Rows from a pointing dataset
_ _ _ _

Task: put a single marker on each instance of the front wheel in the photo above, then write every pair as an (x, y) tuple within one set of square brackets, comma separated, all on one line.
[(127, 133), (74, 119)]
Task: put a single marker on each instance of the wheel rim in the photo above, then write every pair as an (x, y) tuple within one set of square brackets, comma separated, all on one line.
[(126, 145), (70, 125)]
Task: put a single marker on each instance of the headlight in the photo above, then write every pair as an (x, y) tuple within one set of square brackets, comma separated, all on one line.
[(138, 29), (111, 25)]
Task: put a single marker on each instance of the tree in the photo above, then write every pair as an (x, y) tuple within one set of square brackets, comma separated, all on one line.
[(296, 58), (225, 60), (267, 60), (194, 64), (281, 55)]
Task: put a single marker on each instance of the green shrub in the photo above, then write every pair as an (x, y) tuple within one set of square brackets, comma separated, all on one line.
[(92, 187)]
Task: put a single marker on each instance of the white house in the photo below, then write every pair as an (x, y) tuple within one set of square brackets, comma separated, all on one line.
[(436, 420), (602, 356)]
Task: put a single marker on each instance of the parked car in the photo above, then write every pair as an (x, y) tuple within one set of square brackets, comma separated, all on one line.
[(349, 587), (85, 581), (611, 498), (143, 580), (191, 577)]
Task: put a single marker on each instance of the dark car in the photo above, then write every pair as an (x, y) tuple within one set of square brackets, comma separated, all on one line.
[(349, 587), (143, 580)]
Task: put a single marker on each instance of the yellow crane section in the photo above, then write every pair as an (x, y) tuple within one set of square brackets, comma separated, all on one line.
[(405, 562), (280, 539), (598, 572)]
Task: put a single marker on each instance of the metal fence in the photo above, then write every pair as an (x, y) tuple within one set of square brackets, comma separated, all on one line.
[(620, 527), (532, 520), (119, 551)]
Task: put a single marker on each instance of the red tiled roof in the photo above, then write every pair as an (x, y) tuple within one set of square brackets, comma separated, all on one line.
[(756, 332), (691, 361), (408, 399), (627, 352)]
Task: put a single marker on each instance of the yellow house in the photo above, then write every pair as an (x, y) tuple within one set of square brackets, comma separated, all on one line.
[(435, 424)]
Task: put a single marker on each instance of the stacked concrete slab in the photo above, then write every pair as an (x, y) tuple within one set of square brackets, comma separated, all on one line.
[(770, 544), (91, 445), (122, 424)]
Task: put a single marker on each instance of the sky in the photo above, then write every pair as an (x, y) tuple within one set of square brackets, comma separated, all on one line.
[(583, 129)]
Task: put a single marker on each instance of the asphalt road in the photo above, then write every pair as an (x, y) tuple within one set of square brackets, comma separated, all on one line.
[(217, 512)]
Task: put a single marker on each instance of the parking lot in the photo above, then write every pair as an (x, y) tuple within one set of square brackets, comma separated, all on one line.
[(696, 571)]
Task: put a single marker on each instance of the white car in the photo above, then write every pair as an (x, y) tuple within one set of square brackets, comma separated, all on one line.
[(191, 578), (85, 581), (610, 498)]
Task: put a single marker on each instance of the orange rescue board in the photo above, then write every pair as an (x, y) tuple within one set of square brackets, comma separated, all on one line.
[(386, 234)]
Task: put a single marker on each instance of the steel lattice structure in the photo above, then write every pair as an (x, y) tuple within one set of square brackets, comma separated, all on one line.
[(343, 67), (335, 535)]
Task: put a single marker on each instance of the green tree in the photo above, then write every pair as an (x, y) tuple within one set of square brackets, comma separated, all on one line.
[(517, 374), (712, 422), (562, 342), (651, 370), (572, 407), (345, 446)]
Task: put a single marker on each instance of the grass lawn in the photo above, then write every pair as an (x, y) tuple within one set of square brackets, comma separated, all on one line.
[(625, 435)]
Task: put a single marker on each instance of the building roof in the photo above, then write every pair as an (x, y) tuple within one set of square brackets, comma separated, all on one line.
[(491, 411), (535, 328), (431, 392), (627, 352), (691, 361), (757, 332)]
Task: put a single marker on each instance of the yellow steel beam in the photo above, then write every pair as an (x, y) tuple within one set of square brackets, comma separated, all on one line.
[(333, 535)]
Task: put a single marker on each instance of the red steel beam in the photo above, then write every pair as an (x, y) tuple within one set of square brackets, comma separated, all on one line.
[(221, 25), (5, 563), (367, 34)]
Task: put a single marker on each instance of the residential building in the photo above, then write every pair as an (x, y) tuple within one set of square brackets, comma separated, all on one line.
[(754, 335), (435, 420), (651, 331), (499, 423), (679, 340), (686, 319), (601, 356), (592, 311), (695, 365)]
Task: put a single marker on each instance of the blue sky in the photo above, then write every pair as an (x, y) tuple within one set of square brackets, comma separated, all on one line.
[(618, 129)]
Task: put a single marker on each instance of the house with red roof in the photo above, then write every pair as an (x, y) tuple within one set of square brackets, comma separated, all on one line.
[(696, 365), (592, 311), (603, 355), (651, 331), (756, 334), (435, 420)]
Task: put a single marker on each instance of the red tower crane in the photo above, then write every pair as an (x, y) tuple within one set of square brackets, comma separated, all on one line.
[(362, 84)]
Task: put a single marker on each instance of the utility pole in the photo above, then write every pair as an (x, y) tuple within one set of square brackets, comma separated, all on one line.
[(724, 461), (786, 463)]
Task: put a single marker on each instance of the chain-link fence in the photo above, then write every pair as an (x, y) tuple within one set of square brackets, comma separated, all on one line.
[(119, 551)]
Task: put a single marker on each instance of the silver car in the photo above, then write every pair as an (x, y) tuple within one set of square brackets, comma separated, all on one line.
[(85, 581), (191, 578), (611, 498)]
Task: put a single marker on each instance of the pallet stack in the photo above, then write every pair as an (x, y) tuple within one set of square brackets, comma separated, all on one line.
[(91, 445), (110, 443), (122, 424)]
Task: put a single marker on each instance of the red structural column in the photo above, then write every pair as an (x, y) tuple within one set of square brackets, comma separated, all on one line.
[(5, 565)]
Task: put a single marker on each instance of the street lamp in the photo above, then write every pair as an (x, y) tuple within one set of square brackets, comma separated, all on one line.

_ _ _ _

• [SHORT TASK] Shift every coordinate in the answers by adding 76 to each number, then give all the lines again, requests included, from the line with "Task: put a single marker on each instance of the parking" to the line with "[(343, 67), (335, 535)]".

• [THE SOLUTION]
Task: put a single marker on each instance of the parking lot in the photo above, then write every pair as an (x, y) tuple within one set of square brackets, comma separated, all on one line.
[(772, 647)]
Task: put a single marker on each instance of the white car in the photo above, then write every pair as an (x, y) tuple within one set of square brackets, comma separated, all on one line.
[(267, 654), (161, 657), (686, 574)]
Task: put a single marker on each instance of the orange rescue board in the photo above, then write every pair as an (x, y) tuple within one set of square brackets, comma separated, all on one line.
[(462, 310)]
Task: put a single marker on each instance of the steel lattice structure in the photo above, then write every pair as an (x, y) tuple within one set of square brackets, comma separated, all on one line.
[(419, 143), (411, 611)]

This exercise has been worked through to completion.